[BEGIN Supplied data]

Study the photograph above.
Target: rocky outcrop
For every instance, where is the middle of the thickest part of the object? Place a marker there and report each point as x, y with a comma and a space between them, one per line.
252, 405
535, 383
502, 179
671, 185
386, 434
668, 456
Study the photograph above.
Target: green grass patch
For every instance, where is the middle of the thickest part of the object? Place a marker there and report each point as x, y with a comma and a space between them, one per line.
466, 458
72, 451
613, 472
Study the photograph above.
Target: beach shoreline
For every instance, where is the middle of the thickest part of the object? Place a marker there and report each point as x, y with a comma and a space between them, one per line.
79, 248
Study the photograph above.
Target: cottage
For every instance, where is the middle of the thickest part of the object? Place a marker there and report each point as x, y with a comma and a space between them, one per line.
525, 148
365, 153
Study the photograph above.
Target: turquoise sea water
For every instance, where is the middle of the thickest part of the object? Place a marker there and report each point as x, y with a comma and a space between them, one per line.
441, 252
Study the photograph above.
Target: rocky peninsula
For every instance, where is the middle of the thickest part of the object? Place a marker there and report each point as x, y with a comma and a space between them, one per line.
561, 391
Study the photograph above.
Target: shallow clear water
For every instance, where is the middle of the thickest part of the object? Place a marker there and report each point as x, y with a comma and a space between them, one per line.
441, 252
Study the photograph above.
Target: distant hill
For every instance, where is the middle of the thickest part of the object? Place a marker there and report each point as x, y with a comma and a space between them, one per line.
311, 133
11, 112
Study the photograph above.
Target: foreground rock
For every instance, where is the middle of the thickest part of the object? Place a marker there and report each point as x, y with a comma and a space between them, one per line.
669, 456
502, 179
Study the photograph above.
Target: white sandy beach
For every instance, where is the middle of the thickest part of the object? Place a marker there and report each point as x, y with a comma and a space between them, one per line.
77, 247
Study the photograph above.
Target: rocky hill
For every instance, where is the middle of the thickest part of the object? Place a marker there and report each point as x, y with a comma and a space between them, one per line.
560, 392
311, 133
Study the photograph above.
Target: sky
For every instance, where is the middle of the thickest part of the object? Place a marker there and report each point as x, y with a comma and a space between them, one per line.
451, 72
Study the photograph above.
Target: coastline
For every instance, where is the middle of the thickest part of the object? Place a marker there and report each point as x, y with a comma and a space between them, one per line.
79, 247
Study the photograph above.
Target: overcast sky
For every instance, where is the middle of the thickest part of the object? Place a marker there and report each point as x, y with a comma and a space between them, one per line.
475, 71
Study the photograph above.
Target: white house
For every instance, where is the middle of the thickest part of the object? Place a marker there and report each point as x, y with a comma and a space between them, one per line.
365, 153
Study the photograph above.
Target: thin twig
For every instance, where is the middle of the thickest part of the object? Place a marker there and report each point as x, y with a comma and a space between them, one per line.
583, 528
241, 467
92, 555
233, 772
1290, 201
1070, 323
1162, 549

[END Supplied data]
[BEGIN Supplied data]

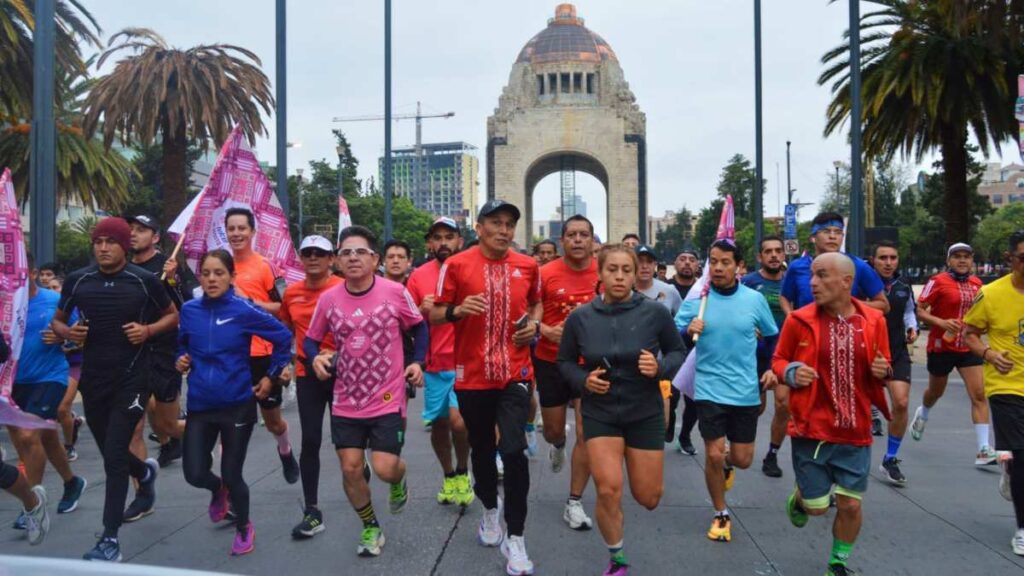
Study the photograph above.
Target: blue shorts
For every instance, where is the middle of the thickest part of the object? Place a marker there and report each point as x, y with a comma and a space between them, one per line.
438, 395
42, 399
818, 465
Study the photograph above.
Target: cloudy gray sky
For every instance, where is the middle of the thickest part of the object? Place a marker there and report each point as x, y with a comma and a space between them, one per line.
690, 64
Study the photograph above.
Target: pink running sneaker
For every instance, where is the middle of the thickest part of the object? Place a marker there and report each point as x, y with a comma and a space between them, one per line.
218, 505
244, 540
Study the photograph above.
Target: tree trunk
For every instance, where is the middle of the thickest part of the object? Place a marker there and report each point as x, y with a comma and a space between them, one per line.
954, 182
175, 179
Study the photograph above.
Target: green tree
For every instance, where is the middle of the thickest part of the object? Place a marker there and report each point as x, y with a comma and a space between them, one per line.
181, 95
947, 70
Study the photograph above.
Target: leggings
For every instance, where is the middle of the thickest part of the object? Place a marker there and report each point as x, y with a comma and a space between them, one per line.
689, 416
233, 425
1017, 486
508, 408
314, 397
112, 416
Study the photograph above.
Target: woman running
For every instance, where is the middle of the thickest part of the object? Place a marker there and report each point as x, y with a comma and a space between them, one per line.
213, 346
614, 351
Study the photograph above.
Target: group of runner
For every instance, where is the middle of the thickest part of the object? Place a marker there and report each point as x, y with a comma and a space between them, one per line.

[END Supplied data]

__What is expected__:
Return every line of the data above that contains the string "running". Treat uppercase and lowercase letters as different.

__Exercise response__:
Target: pink running sneaker
Target: woman running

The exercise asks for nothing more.